::: Text block

In 2013, about a year after becoming executive director of the Tennessee Housing Development Agency, Ralph Perrey told a THDA committee he wanted to become more involved in the Low-Income Housing Tax Credit program.
In doing this, he said one of his priorities would be to “insure (sic) fair distribution of tax credit projects across the state and give smaller places a fair opportunity to compete,” according to minutes from the committee meeting.
By “tax credit projects,” Perrey meant rental housing built with the help of the multi-million dollar federal tax credits that the state gets to award where it chooses.
In the seven years prior to that meeting, Shelby County had received 16% of the state’s allocation of its “competitive” low-income housing tax credits — those that are the most profitable for developers and therefore the most sought after. For comparison, Shelby County is home to about 18% of the state’s residents living below the poverty line and 14% of its total population.
In 2014, the year following Perrey’s statement, the rules for the LIHTC program stopped prioritizing proximity to services such as libraries, gas stations, parks, pharmacies and grocery stores – a standard that disadvantaged rural projects. In the years since, THDA awarded Shelby County projects 10% of the competitive credits — a shift that cost the county about $84 million in tax credits that would have incentivized hundreds of millions of dollars worth of housing.
More important than Perrey, though, has been Gov. Bill Lee, according to Phyllis Vaughn, whose company serves as a consultant on many of the LIHTC projects built in Tennessee.

::::::
::: Dataset content

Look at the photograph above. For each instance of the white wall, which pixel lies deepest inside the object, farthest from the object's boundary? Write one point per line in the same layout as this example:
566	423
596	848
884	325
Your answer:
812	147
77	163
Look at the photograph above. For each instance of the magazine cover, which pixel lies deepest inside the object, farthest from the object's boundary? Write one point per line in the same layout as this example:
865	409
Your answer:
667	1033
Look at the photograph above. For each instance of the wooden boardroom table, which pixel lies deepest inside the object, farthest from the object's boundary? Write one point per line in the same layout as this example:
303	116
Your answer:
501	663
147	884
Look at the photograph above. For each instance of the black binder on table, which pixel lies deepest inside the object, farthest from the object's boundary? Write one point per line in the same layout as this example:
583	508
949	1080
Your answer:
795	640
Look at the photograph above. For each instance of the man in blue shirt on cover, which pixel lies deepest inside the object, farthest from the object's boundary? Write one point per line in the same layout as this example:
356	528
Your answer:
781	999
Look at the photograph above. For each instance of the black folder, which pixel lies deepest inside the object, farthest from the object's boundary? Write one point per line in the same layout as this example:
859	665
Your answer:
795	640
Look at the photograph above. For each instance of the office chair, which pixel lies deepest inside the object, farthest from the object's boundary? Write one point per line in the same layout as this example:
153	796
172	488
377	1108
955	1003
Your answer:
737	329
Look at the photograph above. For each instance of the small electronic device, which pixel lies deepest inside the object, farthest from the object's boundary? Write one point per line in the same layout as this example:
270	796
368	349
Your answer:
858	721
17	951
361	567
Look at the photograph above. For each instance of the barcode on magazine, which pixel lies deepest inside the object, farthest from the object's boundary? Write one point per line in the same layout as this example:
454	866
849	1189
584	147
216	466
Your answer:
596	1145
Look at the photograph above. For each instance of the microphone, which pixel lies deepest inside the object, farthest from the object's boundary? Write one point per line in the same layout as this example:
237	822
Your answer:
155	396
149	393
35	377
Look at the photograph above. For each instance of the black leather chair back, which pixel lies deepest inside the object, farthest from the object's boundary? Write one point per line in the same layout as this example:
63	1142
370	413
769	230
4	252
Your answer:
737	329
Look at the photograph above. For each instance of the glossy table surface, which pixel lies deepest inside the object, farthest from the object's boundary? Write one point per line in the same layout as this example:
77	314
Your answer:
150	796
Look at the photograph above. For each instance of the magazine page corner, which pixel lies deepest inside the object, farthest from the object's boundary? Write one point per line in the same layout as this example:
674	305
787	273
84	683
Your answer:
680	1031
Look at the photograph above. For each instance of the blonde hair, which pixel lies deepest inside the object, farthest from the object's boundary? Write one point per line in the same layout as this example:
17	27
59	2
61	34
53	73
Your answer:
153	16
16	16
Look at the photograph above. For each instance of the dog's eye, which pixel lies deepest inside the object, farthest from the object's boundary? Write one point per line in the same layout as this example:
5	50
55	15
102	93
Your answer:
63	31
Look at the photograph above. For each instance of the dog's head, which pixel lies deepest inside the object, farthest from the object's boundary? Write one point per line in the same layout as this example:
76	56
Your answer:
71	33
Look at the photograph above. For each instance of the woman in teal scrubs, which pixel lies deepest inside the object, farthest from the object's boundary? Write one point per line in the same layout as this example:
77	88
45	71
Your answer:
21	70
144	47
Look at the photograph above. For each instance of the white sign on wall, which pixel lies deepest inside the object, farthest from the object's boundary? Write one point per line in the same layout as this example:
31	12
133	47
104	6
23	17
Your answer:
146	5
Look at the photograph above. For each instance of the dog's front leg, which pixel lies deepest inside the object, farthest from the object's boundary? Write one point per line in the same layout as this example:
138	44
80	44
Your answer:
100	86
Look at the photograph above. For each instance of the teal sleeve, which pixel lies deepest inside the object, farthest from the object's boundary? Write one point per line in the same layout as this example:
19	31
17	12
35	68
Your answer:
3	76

::::::

=== Assignment ===
Reproduce word for word the part of the passage on Tennessee housing tax credits that begins at the words "In 2014, the" and stops after "worth of housing.". Use only the passage on Tennessee housing tax credits.

=== The completed task ===
In 2014, the year following Perrey’s statement, the rules for the LIHTC program stopped prioritizing proximity to services such as libraries, gas stations, parks, pharmacies and grocery stores – a standard that disadvantaged rural projects. In the years since, THDA awarded Shelby County projects 10% of the competitive credits — a shift that cost the county about $84 million in tax credits that would have incentivized hundreds of millions of dollars worth of housing.